RECORD LIST

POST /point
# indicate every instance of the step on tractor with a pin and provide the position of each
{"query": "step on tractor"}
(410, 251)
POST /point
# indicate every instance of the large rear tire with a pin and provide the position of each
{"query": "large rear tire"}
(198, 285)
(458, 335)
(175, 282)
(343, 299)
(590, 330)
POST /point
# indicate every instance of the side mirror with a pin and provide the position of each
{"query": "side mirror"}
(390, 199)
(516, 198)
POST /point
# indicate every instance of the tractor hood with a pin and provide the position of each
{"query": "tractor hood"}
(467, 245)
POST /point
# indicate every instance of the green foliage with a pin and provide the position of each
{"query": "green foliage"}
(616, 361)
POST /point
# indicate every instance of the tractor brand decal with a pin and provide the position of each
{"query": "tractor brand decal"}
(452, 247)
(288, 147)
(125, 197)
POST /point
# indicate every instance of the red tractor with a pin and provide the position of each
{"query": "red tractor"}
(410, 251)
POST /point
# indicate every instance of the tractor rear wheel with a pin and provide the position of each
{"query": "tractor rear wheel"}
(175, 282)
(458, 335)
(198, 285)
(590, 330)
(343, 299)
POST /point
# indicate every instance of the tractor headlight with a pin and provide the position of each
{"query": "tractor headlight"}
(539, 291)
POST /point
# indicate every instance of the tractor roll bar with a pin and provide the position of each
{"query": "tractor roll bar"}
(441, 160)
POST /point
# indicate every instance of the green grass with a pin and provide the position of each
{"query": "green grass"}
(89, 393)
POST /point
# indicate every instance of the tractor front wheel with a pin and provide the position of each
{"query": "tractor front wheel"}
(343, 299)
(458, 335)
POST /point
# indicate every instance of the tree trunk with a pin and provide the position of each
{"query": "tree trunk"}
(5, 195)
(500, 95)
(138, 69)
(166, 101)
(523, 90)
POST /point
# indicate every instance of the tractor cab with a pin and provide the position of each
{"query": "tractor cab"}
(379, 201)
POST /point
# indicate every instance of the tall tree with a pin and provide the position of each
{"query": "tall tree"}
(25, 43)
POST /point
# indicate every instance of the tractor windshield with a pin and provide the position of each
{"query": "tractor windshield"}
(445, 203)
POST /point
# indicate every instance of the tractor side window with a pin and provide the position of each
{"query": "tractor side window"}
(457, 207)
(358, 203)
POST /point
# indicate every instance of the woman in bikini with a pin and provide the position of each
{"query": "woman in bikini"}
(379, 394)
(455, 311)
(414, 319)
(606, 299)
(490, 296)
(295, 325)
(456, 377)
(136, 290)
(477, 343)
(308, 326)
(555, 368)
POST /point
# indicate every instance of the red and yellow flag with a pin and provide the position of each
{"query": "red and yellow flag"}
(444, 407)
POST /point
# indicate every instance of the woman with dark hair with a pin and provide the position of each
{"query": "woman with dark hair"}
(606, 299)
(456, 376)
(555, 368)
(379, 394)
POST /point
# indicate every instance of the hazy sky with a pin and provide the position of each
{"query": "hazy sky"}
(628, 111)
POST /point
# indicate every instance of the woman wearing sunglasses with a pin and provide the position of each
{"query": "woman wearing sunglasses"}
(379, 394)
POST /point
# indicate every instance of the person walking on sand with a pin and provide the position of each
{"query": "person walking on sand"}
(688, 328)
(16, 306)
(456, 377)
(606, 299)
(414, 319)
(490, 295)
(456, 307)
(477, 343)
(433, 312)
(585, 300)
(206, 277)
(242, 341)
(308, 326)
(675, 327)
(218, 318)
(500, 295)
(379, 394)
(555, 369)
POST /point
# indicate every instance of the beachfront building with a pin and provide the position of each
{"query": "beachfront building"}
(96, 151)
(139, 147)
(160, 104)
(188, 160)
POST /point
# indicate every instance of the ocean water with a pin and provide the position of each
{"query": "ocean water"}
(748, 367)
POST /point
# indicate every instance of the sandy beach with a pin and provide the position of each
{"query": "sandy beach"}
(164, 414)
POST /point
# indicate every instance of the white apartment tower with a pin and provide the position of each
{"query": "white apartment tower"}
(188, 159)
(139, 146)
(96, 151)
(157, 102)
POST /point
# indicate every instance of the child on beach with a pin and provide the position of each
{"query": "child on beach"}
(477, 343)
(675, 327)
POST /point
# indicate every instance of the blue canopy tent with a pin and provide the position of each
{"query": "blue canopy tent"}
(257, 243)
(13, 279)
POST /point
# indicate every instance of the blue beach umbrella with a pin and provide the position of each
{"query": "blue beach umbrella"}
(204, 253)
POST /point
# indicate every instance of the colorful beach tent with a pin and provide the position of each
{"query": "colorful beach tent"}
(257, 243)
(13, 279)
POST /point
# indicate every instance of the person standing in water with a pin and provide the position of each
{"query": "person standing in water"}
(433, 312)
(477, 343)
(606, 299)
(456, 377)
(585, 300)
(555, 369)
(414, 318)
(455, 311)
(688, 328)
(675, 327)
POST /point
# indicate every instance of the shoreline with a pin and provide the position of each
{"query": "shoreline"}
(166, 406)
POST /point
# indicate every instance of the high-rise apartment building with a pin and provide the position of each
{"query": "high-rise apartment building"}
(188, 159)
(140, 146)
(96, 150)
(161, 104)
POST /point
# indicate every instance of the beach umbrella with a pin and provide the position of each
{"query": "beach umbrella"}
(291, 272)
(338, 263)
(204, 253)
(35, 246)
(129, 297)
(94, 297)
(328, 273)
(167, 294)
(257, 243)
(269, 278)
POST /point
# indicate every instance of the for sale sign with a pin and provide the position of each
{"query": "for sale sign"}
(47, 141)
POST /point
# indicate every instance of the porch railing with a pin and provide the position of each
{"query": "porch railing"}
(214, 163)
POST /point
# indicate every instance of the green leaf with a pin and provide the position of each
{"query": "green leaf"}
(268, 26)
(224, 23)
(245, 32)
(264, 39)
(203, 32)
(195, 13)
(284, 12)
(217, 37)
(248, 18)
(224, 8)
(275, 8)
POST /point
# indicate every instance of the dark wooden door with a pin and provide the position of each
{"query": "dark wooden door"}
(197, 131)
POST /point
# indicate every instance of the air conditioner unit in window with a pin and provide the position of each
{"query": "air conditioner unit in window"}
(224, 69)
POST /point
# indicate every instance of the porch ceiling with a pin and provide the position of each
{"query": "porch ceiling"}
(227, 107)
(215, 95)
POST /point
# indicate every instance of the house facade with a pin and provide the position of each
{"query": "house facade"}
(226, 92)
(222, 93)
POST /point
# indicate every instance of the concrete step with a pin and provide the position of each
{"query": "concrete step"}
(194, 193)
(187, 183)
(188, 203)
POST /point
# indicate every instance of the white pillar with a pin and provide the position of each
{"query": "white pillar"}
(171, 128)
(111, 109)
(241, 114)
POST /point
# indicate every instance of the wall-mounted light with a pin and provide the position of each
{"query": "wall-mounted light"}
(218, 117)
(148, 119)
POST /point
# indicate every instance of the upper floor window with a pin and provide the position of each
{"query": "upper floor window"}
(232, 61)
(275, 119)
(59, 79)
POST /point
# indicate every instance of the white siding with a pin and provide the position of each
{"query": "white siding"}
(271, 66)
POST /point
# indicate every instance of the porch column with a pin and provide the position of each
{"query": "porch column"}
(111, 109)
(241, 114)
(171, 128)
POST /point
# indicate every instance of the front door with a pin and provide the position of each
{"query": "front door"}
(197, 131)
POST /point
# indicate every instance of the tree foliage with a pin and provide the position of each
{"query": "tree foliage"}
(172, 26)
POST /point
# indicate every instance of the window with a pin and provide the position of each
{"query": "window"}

GOAL
All of the data needs to be printed once more, exactly.

WRITTEN RESPONSE
POST /point
# indicate every instance of the step on tractor with a pin and provide the position of each
{"query": "step on tractor"}
(410, 251)
POST /point
# indicate every instance of the large rear tire with a pin and provide the position of each
{"query": "large rear tire"}
(198, 285)
(458, 335)
(175, 282)
(343, 299)
(590, 330)
POST /point
# indicate every instance of the side mirror with a pin and provide the position of each
{"query": "side mirror"}
(390, 199)
(516, 198)
POST /point
# indicate every instance of the tractor hood with a pin and provide the position of each
{"query": "tractor hood"}
(467, 245)
POST /point
# indicate every instance of the green foliage with a pin and provide the position of each
{"query": "green foliage"}
(616, 361)
POST /point
# indicate every instance of the tractor brand decal with a pin and provide the position of each
{"query": "tractor brand decal"}
(452, 247)
(288, 147)
(125, 197)
POST /point
# indicate every instance of the red tractor with a pin and provide the position of each
{"query": "red tractor"}
(410, 251)
POST /point
# indicate every instance of the tractor rear wheel with a pin and provide the position of each
{"query": "tractor rear wheel"}
(175, 282)
(458, 335)
(198, 285)
(590, 330)
(343, 299)
POST /point
# indicate every instance of the tractor headlight with a pin and provide the position of each
{"query": "tractor headlight"}
(539, 291)
POST /point
# indicate every instance of the tractor roll bar with a pin and provide the position of each
{"query": "tractor roll bar"}
(441, 160)
POST /point
# indicate every instance of the green grass with a pin and provide the position of each
{"query": "green grass"}
(89, 393)
POST /point
# indicate every instance of the tractor front wheel with a pin and provide the position of each
{"query": "tractor front wheel"}
(343, 299)
(458, 335)
POST /point
# indicate every instance of the tree trunk with a pin and provide the position of each
{"query": "tree trunk"}
(5, 195)
(500, 95)
(138, 69)
(166, 101)
(523, 90)
POST /point
# indicate every instance of the tractor cab with a pin and provide the position of each
{"query": "tractor cab"}
(379, 201)
POST /point
# indicate every instance of the tall tree with a pin and provide the position of each
{"query": "tall tree"}
(25, 43)
POST /point
# indicate every instance of the tractor windshield with a pin and provide the position of each
{"query": "tractor windshield"}
(445, 203)
POST /point
# indicate every instance of the tractor side window with a pin and provide the position of each
{"query": "tractor side window"}
(457, 207)
(358, 203)
POST /point
# indicate every instance of the woman in bikini with a pin and provide the position of each
{"query": "woman in bikini"}
(379, 394)
(455, 311)
(414, 319)
(606, 299)
(490, 296)
(295, 325)
(456, 377)
(136, 290)
(477, 343)
(308, 326)
(555, 368)
POST /point
# indicate every instance of the red and yellow flag with a pin and provide the position of each
{"query": "red and yellow flag"}
(444, 407)
POST /point
# indicate every instance of the woman with dark hair with a pin and provide the position of each
{"query": "woman with dark hair"}
(606, 299)
(456, 376)
(555, 368)
(379, 394)
POST /point
# indicate every instance of the hazy sky with a pin and provide the position of each
{"query": "hazy sky"}
(628, 111)
POST /point
# indicate every instance of the woman wearing sunglasses with a pin and provide the position of each
{"query": "woman wearing sunglasses"}
(379, 394)
POST /point
# indicate every instance of the person walking on sand with a pin and provide the position of each
{"query": "person walking on sand"}
(688, 328)
(16, 306)
(456, 377)
(606, 299)
(414, 319)
(490, 295)
(456, 307)
(477, 343)
(433, 312)
(585, 300)
(206, 277)
(242, 341)
(308, 326)
(675, 327)
(218, 318)
(500, 295)
(379, 394)
(555, 369)
POST /point
# indicate every instance of the beachfront building with a pin and provide the position of each
{"query": "beachfront building"}
(96, 151)
(139, 147)
(160, 104)
(188, 160)
POST /point
# indicate every instance of the ocean water with a pin and provide the position of each
{"query": "ocean water"}
(748, 367)
POST /point
# indicate every instance of the sandy beach with a pin and provide the position of each
{"query": "sandy beach"}
(164, 414)
POST /point
# indicate every instance of the white apartment tower with a pin and provide the position of each
{"query": "white apartment tower"}
(188, 159)
(139, 146)
(96, 151)
(157, 102)
POST /point
# indicate every instance of the child on beach with a pin and provide the position of each
{"query": "child on beach"}
(477, 343)
(675, 327)
POST /point
# indicate every instance of the blue canopy tent with a pin and provide the position of each
{"query": "blue canopy tent"}
(257, 243)
(13, 279)
POST /point
# indicate every instance of the blue beach umbrella with a pin and provide the position of each
{"query": "blue beach umbrella"}
(204, 253)
POST /point
# indicate every instance of the colorful beach tent with a pin and provide the position of each
{"query": "colorful beach tent"}
(257, 243)
(13, 279)
POST /point
# indicate every instance of the person standing in water with a pin and provide the position of each
{"query": "person standing in water"}
(433, 312)
(477, 343)
(606, 299)
(456, 377)
(585, 300)
(555, 369)
(414, 318)
(455, 311)
(688, 328)
(675, 327)
POST /point
# indicate every instance of the shoreline with a pin and provide the position of each
{"query": "shoreline"}
(166, 406)
POST /point
# indicate every instance of the high-rise apartment building with a pin and provide the position of each
{"query": "high-rise apartment building"}
(188, 159)
(140, 146)
(96, 150)
(161, 104)
POST /point
# indicate every instance of the beach umbrella with a pin and provide the position of each
{"query": "beach umbrella"}
(291, 272)
(338, 263)
(204, 253)
(35, 246)
(129, 297)
(94, 297)
(328, 273)
(167, 294)
(257, 243)
(269, 278)
POST /point
# indicate every instance of the for sale sign with a pin and provide the position of each
{"query": "for sale sign"}
(47, 141)
POST /point
# indicate every instance of the porch railing with a pin and provide the position of each
{"query": "porch railing"}
(214, 163)
POST /point
# indicate every instance of the green leaf with a pin and provide the position of each
{"query": "green leaf"}
(268, 26)
(224, 23)
(245, 32)
(264, 39)
(203, 32)
(195, 13)
(284, 12)
(217, 37)
(248, 18)
(224, 8)
(275, 8)
POST /point
# indicate every instance of the dark wooden door with a pin and provide the position of each
{"query": "dark wooden door"}
(197, 131)
POST /point
# indicate every instance of the air conditioner unit in window with a pin and provide the position of each
{"query": "air conditioner unit in window"}
(224, 69)
POST /point
# indicate every instance of the porch ceiling with a pin and provide the position of each
{"query": "porch ceiling"}
(227, 107)
(215, 95)
POST /point
# indicate every instance of the house facade with a pin and provide the position of each
{"query": "house facade"}
(226, 92)
(222, 93)
POST /point
# indicate every instance of the concrete step with a pin and provide the position of each
{"query": "concrete step"}
(194, 193)
(187, 183)
(188, 203)
POST /point
# indicate every instance of the white pillar with a pin and provide the position of each
{"query": "white pillar"}
(171, 128)
(111, 109)
(241, 114)
POST /point
# indicate every instance of the wall-mounted light with a pin and provide the position of each
{"query": "wall-mounted light"}
(218, 117)
(148, 119)
POST /point
# indicate every instance of the upper floor window with a pin and provide the position of each
{"query": "upper floor window"}
(232, 61)
(275, 119)
(59, 79)
POST /point
# indicate every instance of the white siding with a pin and provide the position of each
{"query": "white siding"}
(271, 66)
POST /point
# indicate every instance of the porch column with a pin and provide the position of each
{"query": "porch column"}
(111, 109)
(241, 114)
(171, 128)
POST /point
# indicate every instance of the front door with a pin and provide the position of each
{"query": "front door"}
(197, 131)
POST /point
# indicate every instance of the tree foliage with a pin and provide the position of each
{"query": "tree foliage"}
(172, 26)
POST /point
# indicate every instance of the window with a pin and provide the position of each
{"query": "window"}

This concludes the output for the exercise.